YOUR GOAL:
Repeat the records below exactly as they appear.

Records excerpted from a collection
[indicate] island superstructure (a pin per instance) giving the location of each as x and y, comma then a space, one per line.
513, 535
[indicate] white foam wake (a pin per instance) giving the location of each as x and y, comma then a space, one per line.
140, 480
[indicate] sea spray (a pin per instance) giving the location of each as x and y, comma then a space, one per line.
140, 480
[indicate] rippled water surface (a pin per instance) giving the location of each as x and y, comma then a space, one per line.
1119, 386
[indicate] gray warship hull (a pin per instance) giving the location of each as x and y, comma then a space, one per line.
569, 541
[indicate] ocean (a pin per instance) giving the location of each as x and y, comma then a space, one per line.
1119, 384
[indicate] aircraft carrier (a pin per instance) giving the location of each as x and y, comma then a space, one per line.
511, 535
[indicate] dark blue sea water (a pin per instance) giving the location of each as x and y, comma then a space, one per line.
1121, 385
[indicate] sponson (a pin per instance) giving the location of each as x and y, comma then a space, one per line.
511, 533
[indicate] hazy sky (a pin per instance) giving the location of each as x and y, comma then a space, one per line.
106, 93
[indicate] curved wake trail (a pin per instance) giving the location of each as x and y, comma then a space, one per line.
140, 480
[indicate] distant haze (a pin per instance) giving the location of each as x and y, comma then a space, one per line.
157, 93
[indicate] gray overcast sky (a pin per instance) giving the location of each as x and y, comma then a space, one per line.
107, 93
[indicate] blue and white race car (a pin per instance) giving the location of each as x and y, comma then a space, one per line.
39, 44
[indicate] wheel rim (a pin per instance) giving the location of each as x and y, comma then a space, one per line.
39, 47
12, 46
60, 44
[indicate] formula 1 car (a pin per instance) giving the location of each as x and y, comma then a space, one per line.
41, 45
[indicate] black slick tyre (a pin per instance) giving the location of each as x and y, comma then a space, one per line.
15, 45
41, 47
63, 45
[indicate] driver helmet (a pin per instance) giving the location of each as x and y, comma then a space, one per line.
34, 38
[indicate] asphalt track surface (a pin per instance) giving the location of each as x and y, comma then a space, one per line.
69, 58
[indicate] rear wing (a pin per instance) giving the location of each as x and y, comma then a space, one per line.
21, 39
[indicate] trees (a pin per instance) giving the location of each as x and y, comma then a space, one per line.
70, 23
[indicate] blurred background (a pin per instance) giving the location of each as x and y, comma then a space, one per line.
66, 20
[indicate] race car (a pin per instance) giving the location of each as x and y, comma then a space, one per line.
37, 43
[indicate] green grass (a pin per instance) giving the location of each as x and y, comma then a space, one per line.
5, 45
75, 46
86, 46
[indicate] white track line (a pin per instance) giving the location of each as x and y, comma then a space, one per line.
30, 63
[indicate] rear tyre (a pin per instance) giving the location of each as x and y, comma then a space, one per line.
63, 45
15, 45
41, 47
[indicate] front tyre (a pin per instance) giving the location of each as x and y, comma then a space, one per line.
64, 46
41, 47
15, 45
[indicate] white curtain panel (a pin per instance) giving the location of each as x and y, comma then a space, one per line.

EXERCISE RESULT:
[indicate] island superstructure (a pin per instance) giving the location of each as x and y, comma then a space, one per line.
513, 535
[indicate] white foam wake (a pin per instance) giving the location of each as x and y, comma then a space, one per line.
140, 480
[indicate] sea spray (a pin per instance) giving the location of each as x and y, comma then a space, one per line.
140, 480
[indicate] rippled water surface (a pin per instance) giving the location of each as x and y, comma then a space, one per line.
1119, 386
[indicate] gray warship hull (a pin per instance) giving the location of each as x and y, comma then a space, one per line.
569, 541
[indicate] ocean (a pin per instance) giving the location of each as x and y, comma then a space, one per line.
1119, 384
[indicate] aircraft carrier (a pin per instance) giving the location of each as x and y, comma then a space, one per line.
511, 535
[indicate] dark blue sea water (a pin per instance) giving the location of each as x and y, comma then a space, one per line.
1121, 385
[indicate] sponson (a pin per instance) giving the location of each as x and y, comma then a space, one per line.
511, 533
[indicate] hazy sky (a pin per instance) giving the location of each as x and y, comma then a space, one per line.
106, 93
[indicate] curved wake trail (a pin per instance) giving the location of each as x and y, comma then a space, one per line.
140, 480
[indicate] distant haze (a pin per instance) giving the location of each as x and y, comma then a space, one per line.
157, 93
[indicate] gray overcast sky (a pin per instance) giving the location of each as x and y, comma then a space, one per line.
107, 93
[indicate] blue and white race car (a pin per instance) giving the location of each as x and y, comma then a space, one per line.
39, 44
[indicate] wheel rim (a pin per instance) giving the location of each as x and y, comma then a space, one per line.
39, 47
12, 46
60, 44
[indicate] formula 1 car (a pin per instance) giving the location of each as x and y, comma then a space, one per line.
41, 45
[indicate] black slick tyre (a pin per instance) giving the location of each as x and y, comma then a space, one per line.
15, 45
41, 47
63, 45
[indicate] driver helmet (a pin per instance) giving the location of each as x and y, comma then a space, one per line.
34, 38
[indicate] asphalt track surface (a pin per instance) giving the location of each as x and y, comma then a space, one per line.
69, 58
[indicate] rear wing (a pin per instance) giving the location of each as x and y, comma then a space, one per line.
21, 39
[indicate] trees (a pin per instance) giving the location of each as x and y, comma then a space, one per line.
70, 23
[indicate] blurred background (a pin per instance) giving the location of each as x and y, comma then a space, one per line.
66, 20
[indicate] race car (a pin per instance) giving the location of each as x and y, comma then a space, one per line.
37, 43
[indicate] green grass (a pin per instance) giving the location of each as x and y, comma then a space, one per line.
5, 45
75, 46
86, 46
[indicate] white track line (a pin per instance) giving the location of each as x and y, comma then a space, one per line.
30, 63
[indicate] rear tyre (a pin per instance) giving the location of each as x and y, comma then a space, one per line.
63, 45
15, 45
41, 47
[indicate] front tyre (a pin per instance) giving the location of each as x and y, comma then a space, one per line.
64, 46
41, 47
15, 45
[indicate] white curtain panel (a pin per instance) giving the location of each as x and y, comma then a space, one per line.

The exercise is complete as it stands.